_Data to examine_
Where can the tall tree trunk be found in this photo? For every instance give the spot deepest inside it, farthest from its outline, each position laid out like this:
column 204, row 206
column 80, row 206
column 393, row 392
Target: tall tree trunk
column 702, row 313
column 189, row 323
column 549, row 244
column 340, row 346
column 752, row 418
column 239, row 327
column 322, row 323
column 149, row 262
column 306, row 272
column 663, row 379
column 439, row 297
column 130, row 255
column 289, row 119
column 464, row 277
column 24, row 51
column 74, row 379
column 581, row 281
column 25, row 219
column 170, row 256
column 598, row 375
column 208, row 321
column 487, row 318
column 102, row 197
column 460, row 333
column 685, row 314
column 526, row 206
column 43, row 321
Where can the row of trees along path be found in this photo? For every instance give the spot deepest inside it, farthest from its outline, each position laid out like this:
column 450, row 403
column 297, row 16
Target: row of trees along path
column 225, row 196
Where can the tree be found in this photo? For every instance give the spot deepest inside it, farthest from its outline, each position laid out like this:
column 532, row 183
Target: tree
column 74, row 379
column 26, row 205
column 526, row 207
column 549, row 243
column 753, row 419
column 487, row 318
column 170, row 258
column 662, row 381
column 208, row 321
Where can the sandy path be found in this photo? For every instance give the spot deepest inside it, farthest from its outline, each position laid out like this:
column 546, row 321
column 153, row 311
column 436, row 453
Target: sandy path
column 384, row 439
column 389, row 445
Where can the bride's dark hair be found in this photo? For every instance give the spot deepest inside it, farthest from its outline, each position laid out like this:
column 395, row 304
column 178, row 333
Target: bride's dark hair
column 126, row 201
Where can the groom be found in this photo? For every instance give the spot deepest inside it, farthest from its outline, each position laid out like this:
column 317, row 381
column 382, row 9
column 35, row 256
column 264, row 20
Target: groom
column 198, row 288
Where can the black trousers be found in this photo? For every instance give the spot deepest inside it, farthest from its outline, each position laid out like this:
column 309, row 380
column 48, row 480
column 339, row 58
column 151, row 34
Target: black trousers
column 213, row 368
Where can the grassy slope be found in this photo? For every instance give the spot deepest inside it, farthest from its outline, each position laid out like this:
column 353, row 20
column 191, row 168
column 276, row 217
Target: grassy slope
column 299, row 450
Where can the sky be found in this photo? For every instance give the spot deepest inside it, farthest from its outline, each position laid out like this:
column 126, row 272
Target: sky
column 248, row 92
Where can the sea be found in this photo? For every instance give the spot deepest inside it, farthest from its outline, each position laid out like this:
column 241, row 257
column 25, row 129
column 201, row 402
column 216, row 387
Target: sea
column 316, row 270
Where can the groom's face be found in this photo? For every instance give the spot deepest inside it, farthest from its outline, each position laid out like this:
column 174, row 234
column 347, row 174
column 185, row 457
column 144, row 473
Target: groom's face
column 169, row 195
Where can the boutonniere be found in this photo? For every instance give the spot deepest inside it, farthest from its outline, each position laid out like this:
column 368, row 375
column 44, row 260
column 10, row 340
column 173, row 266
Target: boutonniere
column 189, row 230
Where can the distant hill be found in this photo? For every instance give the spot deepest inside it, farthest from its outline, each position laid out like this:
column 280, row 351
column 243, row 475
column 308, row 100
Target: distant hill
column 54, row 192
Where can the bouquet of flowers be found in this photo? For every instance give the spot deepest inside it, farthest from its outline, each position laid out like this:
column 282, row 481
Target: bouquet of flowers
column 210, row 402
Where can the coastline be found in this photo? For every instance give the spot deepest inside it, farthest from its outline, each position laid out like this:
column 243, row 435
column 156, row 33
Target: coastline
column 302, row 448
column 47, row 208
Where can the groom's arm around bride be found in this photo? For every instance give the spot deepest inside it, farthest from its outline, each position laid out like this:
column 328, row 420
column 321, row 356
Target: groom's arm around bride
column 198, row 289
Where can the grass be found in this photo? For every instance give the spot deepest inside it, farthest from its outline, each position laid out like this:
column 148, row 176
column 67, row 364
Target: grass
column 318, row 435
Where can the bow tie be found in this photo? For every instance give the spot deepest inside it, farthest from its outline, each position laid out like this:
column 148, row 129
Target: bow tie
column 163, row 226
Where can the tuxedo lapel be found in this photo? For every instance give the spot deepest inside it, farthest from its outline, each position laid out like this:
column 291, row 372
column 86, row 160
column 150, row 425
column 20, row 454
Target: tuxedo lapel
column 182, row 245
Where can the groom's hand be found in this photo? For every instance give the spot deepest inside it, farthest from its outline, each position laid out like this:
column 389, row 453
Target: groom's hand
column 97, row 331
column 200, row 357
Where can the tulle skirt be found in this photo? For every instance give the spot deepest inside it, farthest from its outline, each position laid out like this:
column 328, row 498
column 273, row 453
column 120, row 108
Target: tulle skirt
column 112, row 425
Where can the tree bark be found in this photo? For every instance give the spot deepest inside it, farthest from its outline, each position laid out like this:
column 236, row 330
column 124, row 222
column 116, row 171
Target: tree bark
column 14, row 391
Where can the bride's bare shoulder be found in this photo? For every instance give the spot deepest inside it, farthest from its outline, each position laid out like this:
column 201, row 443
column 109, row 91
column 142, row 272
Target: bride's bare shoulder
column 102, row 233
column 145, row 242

_Exercise directions_
Please give the listing above one more time, exactly as it reads.

_Response_
Where can the tall tree trunk be found in this photo? For every instance give the spot deepest inside it, farthest from its outline, each position laid out like this:
column 204, row 206
column 80, row 206
column 393, row 392
Target: tall tree trunk
column 702, row 313
column 189, row 323
column 549, row 244
column 340, row 346
column 752, row 418
column 239, row 327
column 322, row 323
column 149, row 262
column 306, row 272
column 663, row 379
column 439, row 297
column 130, row 255
column 289, row 119
column 464, row 277
column 24, row 51
column 74, row 379
column 581, row 281
column 25, row 219
column 170, row 256
column 598, row 375
column 208, row 321
column 487, row 318
column 102, row 197
column 460, row 333
column 685, row 314
column 526, row 206
column 43, row 321
Where can the row of trees along path be found in this photo? For every instance give the spot deepest inside it, farthest from its outline, each position laid out like this:
column 450, row 403
column 297, row 16
Target: row of trees along path
column 225, row 196
Where can the tree be found in this photo? For every instance give the spot deepest inside it, farthest from its outline, each position laid out like this:
column 532, row 183
Target: tree
column 74, row 379
column 26, row 205
column 526, row 207
column 549, row 243
column 753, row 419
column 487, row 318
column 170, row 258
column 662, row 381
column 208, row 321
Where can the sandy path be found in this photo? For every instance give the spot deepest inside it, farthest from its outline, each position laid out like this:
column 546, row 321
column 153, row 311
column 436, row 453
Target: sandy path
column 384, row 439
column 389, row 445
Where can the bride's dark hair be found in this photo? For every instance give the spot deepest inside it, farthest from its outline, each position laid out like this:
column 395, row 304
column 178, row 333
Target: bride's dark hair
column 126, row 201
Where can the groom be found in this photo? For every instance give the spot deepest inside it, farthest from its outline, each position laid out like this:
column 317, row 381
column 382, row 9
column 35, row 256
column 264, row 20
Target: groom
column 198, row 288
Where can the black trousers be found in this photo? For every instance give the spot deepest inside it, farthest from its outline, each position laid out like this:
column 309, row 380
column 48, row 480
column 339, row 58
column 151, row 34
Target: black trousers
column 213, row 368
Where can the grassy slope be found in this photo? For every instance give the spot deepest inside it, farthest from its outline, each position laid out like this:
column 353, row 20
column 191, row 168
column 276, row 217
Target: grassy slope
column 299, row 450
Where can the sky be found in this photo? For every instance give the spot deepest inside it, farthest from its outline, each position laid out like this:
column 126, row 272
Target: sky
column 248, row 92
Where can the sea be found in this photo? For every instance give the spot deepest inside it, farthest from its outline, each position laid out like this:
column 241, row 257
column 25, row 129
column 201, row 402
column 216, row 387
Target: sea
column 316, row 270
Where can the groom's face be found in this photo? For every instance give the spot deepest inside it, farthest from its outline, each position laid out like this:
column 174, row 234
column 347, row 174
column 185, row 457
column 144, row 473
Target: groom's face
column 169, row 195
Where can the boutonniere be found in this photo? For every instance give the spot deepest inside it, farthest from its outline, each position laid out like this:
column 368, row 375
column 44, row 260
column 10, row 340
column 173, row 266
Target: boutonniere
column 189, row 230
Where can the distant hill be found in this photo? For every instance give the spot deepest inside it, farthest from its outline, each position laid out like this:
column 280, row 351
column 243, row 475
column 308, row 100
Target: distant hill
column 54, row 192
Where can the bouquet of flowers be found in this photo? For every instance give the spot deepest inside it, farthest from its outline, each position laid out like this:
column 282, row 481
Target: bouquet of flowers
column 210, row 402
Where can the coastline be found in this photo? For every instance give the spot deepest inside it, farthest from its outline, each position laid out like this:
column 243, row 435
column 156, row 33
Target: coastline
column 302, row 448
column 47, row 208
Where can the groom's arm around bride be found in this photo? For every instance give the spot deepest inside it, farthest from its outline, each position laid out like this:
column 328, row 420
column 321, row 356
Target: groom's arm around bride
column 198, row 289
Where can the grass be found in this photo? For every instance give the spot deepest inside it, farthest from its outline, each position laid out like this:
column 148, row 176
column 67, row 364
Target: grass
column 318, row 435
Where can the bow tie be found in this photo? For every instance give the spot deepest inside it, farthest from its outline, each position laid out like this:
column 148, row 129
Target: bow tie
column 163, row 226
Where can the tuxedo lapel be found in this photo? For every instance give the spot deepest inside it, farthest from its outline, each position laid out like this:
column 291, row 372
column 86, row 160
column 150, row 425
column 20, row 454
Target: tuxedo lapel
column 182, row 245
Where can the groom's hand be found in this photo? For every instance give the spot deepest inside it, farthest from its outline, each position laid out like this:
column 389, row 453
Target: groom's hand
column 97, row 331
column 200, row 357
Where can the tulle skirt be found in this photo? For every instance give the spot deepest inside it, farthest from its outline, each position laid out like this:
column 328, row 498
column 273, row 453
column 120, row 108
Target: tulle skirt
column 112, row 425
Where can the tree bark be found in this photo? For every instance give the spot deepest inside it, farthest from its outline, each position laid out like this:
column 236, row 330
column 124, row 222
column 116, row 171
Target: tree bark
column 14, row 391
Where can the bride's bare shoulder be found in this photo? For every instance give the spot deepest inside it, farthest from its outline, each position laid out like this:
column 201, row 443
column 109, row 91
column 142, row 272
Target: bride's bare shoulder
column 102, row 233
column 145, row 242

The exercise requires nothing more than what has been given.